Recorded data:
· · ·
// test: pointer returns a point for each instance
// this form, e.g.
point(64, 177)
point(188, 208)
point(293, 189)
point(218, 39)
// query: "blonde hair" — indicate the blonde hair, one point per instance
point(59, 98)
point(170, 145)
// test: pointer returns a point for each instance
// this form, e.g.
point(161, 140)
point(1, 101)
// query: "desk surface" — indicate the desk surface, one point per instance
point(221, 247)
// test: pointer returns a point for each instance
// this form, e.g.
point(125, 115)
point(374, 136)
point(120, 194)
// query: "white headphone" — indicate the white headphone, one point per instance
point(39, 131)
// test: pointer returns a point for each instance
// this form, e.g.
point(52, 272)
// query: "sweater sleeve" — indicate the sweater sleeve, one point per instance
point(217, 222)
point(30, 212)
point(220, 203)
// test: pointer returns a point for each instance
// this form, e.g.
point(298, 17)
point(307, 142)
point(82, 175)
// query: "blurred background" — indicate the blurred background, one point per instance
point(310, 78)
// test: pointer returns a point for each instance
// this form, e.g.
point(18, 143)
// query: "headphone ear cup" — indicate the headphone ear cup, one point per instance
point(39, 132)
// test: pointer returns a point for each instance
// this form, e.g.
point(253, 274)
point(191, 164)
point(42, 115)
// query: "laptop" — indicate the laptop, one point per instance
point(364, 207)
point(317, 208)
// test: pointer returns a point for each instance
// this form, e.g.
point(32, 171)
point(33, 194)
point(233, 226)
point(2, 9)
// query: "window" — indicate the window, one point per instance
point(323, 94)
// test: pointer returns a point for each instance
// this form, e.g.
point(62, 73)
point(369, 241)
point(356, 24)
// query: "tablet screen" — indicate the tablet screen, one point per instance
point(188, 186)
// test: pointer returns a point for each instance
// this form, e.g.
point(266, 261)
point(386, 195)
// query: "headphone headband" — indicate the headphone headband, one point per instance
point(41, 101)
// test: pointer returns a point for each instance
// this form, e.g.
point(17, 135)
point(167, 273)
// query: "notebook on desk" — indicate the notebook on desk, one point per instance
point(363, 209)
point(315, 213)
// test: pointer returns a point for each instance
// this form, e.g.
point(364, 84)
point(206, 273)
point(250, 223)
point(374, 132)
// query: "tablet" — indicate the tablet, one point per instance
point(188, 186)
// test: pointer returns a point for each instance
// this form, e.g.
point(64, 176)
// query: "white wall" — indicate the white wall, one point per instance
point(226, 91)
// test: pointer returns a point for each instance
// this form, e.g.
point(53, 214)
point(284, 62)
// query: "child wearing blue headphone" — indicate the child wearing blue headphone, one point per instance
· · ·
# [WHAT IS BEING ASKED]
The records above should be restated exactly, line for line.

# [REPLY]
// test: pointer returns a point for each instance
// this form, e.g.
point(64, 177)
point(188, 208)
point(293, 189)
point(218, 39)
// query: "blonde hair" — indicate the blonde hair, one point per instance
point(59, 98)
point(170, 145)
// test: pointer returns a point for each instance
// this form, e.g.
point(161, 140)
point(1, 101)
// query: "desk surface" — indicate the desk surface, one point per instance
point(221, 247)
// test: pointer returns a point for each instance
// this form, e.g.
point(125, 115)
point(374, 136)
point(120, 194)
// query: "white headphone" — indicate the white headphone, one point per instance
point(39, 131)
// test: pointer returns a point for each instance
// this form, e.g.
point(52, 272)
// query: "sweater sleeve" — indicate the sweater sleeve, one point per instance
point(217, 222)
point(30, 212)
point(220, 203)
// test: pointer returns a point for each instance
// this form, e.g.
point(298, 17)
point(307, 142)
point(82, 175)
// query: "blurred background" — indicate the blurred background, one point per instance
point(310, 78)
// test: pointer returns a point for each instance
// this form, e.g.
point(18, 143)
// query: "headphone ear cup" — indicate the headphone ear cup, one point per instance
point(39, 132)
// test: pointer returns a point for each instance
// this form, e.g.
point(253, 274)
point(191, 164)
point(42, 115)
// query: "laptop" — indicate the laptop, one point per instance
point(364, 207)
point(317, 208)
// test: pointer returns a point for each instance
// this form, e.g.
point(32, 171)
point(33, 194)
point(233, 226)
point(2, 9)
// query: "window" — indicate the window, one point per instance
point(323, 94)
// test: pointer returns a point for each instance
// this form, e.g.
point(62, 73)
point(369, 241)
point(356, 24)
// query: "tablet screen" — indicate the tablet screen, one point per instance
point(188, 186)
// test: pointer returns a point for each instance
// this form, e.g.
point(266, 261)
point(386, 195)
// query: "headphone headband" — indicate the headphone headband, one point per instance
point(41, 101)
// test: pointer returns a point for each instance
// this form, e.g.
point(17, 135)
point(167, 273)
// query: "notebook on desk" — indicate the notebook on desk, one point per instance
point(363, 209)
point(315, 213)
// test: pointer returns a point for each instance
// this form, e.g.
point(364, 84)
point(206, 273)
point(250, 223)
point(374, 132)
// query: "tablet" — indicate the tablet, one point per instance
point(188, 186)
// test: pointer returns a point for each instance
// this form, e.g.
point(64, 176)
// query: "white wall" — indicate the white wall, one point per instance
point(226, 91)
// test: pointer returns a point for each instance
// this form, e.g.
point(53, 214)
point(284, 62)
// query: "child wearing blue headphone" — indicate the child wearing blue headphone, one point per instance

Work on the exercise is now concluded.